Count the lines in the records below that contain the string "black", treating case as significant. Give only the number.

--- start ---

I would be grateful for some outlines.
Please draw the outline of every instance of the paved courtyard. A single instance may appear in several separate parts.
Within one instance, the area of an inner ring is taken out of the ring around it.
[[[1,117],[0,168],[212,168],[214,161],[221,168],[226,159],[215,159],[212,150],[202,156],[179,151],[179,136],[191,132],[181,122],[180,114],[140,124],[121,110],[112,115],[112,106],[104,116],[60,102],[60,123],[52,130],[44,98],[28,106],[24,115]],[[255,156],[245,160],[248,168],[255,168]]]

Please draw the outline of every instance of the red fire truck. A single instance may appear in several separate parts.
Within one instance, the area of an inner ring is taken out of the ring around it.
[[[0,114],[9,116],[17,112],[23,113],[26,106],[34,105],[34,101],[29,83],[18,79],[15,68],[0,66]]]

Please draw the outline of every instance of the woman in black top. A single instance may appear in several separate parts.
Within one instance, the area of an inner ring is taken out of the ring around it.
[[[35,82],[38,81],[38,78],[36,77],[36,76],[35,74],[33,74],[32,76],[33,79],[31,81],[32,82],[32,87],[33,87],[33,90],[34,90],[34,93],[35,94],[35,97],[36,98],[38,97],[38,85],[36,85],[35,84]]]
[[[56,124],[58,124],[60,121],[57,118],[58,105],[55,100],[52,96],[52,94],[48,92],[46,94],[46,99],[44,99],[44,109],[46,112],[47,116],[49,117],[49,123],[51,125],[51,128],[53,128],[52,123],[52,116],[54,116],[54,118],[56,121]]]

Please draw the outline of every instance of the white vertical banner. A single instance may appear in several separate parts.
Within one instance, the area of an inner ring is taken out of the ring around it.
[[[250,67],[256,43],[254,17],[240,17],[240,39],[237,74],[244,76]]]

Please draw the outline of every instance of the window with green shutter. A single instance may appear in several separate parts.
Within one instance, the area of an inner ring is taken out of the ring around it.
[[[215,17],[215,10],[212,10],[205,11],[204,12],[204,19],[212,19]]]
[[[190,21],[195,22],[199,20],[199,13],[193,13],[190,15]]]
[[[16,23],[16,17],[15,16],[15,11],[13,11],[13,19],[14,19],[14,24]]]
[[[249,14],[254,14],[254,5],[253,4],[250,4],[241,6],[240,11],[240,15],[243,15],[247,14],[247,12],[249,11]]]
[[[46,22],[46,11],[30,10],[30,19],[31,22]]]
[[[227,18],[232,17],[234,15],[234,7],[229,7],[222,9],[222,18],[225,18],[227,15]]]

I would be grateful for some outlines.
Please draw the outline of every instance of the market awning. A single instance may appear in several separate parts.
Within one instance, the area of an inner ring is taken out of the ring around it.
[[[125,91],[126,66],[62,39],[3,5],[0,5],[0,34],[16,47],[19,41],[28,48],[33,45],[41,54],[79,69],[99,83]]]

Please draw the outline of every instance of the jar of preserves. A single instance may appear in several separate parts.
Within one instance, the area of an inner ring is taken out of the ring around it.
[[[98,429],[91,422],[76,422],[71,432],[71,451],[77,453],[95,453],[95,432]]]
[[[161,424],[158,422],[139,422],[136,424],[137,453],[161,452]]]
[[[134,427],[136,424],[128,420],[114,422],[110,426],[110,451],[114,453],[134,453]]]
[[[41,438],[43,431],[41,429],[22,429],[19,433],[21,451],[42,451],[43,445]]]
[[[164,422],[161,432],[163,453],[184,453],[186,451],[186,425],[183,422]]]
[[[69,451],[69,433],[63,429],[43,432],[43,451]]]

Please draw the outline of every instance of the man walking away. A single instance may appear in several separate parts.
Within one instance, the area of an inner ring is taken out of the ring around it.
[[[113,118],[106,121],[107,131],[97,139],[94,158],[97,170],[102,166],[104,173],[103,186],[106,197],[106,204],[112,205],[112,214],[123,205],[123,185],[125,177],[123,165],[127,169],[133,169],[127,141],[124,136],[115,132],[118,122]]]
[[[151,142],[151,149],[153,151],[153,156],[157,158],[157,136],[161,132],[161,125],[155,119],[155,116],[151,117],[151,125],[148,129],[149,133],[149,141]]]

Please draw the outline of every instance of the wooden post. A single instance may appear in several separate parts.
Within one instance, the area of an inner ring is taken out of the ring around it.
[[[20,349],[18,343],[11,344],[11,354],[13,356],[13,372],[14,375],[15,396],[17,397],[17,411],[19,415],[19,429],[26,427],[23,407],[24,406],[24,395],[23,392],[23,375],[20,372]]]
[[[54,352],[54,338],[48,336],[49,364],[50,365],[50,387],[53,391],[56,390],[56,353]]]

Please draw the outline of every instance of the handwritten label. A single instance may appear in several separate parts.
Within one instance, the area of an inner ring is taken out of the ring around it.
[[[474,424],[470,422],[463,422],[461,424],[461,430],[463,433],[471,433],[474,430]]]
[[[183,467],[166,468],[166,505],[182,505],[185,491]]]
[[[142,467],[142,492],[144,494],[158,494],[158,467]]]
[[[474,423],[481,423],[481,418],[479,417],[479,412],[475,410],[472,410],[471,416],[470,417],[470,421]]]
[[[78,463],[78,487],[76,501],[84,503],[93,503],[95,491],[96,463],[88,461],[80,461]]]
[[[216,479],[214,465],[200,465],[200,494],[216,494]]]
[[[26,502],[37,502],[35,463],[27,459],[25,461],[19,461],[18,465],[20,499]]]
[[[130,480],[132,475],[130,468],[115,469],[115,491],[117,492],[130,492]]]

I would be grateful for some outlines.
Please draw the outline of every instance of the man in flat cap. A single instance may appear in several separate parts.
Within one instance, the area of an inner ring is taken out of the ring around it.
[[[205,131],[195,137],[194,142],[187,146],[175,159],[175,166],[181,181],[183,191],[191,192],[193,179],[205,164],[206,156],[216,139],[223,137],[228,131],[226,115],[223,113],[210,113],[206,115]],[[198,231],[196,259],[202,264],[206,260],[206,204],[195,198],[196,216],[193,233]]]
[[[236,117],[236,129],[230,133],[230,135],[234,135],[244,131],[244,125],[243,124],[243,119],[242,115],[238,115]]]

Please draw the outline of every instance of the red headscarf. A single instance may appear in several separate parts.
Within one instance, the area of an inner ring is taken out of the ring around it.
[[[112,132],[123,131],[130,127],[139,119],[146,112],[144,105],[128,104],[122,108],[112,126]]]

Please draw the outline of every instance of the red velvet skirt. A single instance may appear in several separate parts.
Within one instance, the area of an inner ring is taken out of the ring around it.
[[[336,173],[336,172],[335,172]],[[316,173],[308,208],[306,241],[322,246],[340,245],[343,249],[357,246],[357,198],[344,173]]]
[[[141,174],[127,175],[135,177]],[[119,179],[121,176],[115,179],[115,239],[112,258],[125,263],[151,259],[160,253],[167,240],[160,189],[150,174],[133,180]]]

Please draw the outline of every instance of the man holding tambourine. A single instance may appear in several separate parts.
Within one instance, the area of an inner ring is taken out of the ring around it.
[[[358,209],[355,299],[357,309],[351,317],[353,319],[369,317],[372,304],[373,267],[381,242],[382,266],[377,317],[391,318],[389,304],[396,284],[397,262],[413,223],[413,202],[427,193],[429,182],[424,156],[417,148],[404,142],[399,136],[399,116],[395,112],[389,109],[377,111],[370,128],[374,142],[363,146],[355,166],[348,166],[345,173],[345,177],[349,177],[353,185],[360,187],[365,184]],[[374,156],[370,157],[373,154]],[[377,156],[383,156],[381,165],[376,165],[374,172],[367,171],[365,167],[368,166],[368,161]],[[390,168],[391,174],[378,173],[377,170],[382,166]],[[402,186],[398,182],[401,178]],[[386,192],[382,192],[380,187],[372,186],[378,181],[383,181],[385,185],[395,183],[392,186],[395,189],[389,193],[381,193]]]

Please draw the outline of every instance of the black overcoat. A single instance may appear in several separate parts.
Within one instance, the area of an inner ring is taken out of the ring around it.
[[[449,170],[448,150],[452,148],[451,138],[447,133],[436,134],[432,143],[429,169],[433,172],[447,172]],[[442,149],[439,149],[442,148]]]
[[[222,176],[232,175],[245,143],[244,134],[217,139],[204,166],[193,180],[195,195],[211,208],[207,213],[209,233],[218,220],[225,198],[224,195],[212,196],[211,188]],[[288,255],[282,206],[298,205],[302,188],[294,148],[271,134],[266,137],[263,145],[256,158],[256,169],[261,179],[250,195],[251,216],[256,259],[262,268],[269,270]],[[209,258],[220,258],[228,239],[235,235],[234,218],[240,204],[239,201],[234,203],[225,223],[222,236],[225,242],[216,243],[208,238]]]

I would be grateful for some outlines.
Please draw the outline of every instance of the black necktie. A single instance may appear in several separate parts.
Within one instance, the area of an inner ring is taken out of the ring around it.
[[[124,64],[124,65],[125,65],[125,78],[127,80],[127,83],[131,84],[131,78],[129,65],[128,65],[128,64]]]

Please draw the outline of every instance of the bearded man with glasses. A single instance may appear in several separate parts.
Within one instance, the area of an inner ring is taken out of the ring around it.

--- end ---

Expected answer →
3